ASSIGNED TASK 1:
Answer these questions about the text on linear-time attention:
(a) Even with FlashAttention-2/3 optimizations, about how many tokens can a single layer on GH200 process at most?
(b) Which method named under "Limitations of Prior Work" does not support autoregressive inference?
(c) What does a larger \(\gamma\) do to attention?
ASSIGNED TASK 2:
Write what comes next in the text on linear-time attention, starting after its last sentence.

TEXT PROVIDED:

* * * * * * * * *

Background: The \(O(N^2 d)\) complexity of softmax attention is a fundamental bottleneck for long-context training. Even with FlashAttention-2/3 optimizations, a single layer on GH200 cannot process more than ~4M tokens.

Limitations of Prior Work: Linear attention (Linear Attention, Performer) suffers from accuracy degradation; low-rank approximations (Linformer) do not support autoregressive inference; YOSO employs hard LSH but lacks theoretical guarantees and does not support causal language modeling.

Key Challenge: Existing approximation methods lack a rigorous mathematical framework for characterizing the efficiency–accuracy trade-off, leading to ad hoc design choices that are unstable across tasks.

Goal: Design a strictly linear-time attention mechanism with theoretical guarantees, supporting both causal and non-causal settings and scaling to tens of millions of tokens.

Key Insight: The LSH collision probability of angular kernels equals the angular similarity exactly, and RACE sketches enable unbiased estimation of kernel density sums in linear time.

Core Idea: Replace softmax with a power angular kernel and approximate attention in \(O(N)\) via differentiable RACE sketches.

Method¶

Overall Architecture¶

Softmax is replaced by the angular kernel \((1 - \frac{\arccos(\hat{q}_i \cdot \hat{k}_j)}{\pi})^\gamma\). Rather than constructing the attention matrix, keys and values are hashed into \(S = L \times R\) buckets, and queries aggregate per-bucket statistics at inference time.

Key Designs¶

Power Angular Kernel: Angular similarity raised to the \(\gamma\)-th power replaces softmax; larger \(\gamma\) yields sharper attention. Since the LSH collision probability equals angular similarity, RACE sketch theory applies directly.

* * * * * * * * *

Stored records:

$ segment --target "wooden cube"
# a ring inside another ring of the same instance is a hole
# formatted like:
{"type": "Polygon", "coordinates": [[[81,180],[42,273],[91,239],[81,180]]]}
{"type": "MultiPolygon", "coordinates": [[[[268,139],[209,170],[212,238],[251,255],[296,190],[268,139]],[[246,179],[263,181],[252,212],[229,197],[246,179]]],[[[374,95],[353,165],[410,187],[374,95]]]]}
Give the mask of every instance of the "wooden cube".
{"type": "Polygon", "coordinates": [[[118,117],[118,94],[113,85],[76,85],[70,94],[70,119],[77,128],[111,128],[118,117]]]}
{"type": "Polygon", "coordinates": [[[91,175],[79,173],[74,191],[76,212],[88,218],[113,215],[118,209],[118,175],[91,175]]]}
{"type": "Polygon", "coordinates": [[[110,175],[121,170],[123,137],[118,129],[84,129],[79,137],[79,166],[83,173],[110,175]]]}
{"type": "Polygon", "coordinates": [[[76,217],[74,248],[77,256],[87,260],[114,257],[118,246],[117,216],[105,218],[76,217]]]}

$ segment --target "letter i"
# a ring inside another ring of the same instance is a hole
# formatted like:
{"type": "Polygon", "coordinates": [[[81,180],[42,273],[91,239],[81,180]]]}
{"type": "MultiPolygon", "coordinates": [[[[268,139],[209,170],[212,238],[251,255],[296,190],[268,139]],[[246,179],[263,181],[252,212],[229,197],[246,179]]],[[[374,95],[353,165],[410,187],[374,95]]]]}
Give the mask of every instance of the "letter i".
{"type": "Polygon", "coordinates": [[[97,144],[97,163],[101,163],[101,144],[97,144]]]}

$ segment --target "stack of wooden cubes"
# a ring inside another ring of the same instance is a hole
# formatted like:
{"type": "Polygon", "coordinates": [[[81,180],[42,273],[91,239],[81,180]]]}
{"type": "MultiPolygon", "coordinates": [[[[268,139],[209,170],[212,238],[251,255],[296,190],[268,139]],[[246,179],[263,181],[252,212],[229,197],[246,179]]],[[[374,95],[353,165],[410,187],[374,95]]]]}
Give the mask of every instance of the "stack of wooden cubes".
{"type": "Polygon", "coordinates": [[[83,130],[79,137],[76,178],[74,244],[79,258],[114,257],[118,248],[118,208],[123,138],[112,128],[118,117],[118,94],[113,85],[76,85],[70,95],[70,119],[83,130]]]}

* * * * * * * * *

RESPONSE AREA 1:
(a) About 4M tokens.
(b) Linformer, a low-rank approximation.
(c) It makes attention sharper.

RESPONSE AREA 2:
Differentiable RACE Sketch: Hard SimHash is replaced by sigmoid-based soft assignment, preserving approximation quality while enabling gradient-based training. Averaging over \(L\) independent hash tables reduces variance.
Causal RACE: Causal bucket counters are maintained via prefix-sum streaming, supporting autoregressive language modeling.

Loss & Training¶

RACE Attention serves as a drop-in replacement for softmax attention, trained with standard cross-entropy loss. \(L\) (number of hash tables) and \(R\) (number of buckets) govern the variance–accuracy trade-off.

Key Experimental Results¶

Main Results¶

Method	Complexity	64K Support	Accuracy
Softmax (FA2)	\(O(N^2)\)	OOM	Baseline
Linear Attn	\(O(N)\)	✓	Poor
Performer	\(O(Nd^2)\)	Partial	Poor
RACE	\(O(N)\)	✓	≈ Baseline

Scalability¶

Hardware	Softmax Max	RACE Max
GH200 (96GB)	~4M	12M
CPU	N/A	75M

Key Findings¶

RACE achieves lower wall-clock time than FlashAttention-2 at 64K with comparable accuracy.
RACE outperforms Linformer in accuracy while using 13% fewer parameters.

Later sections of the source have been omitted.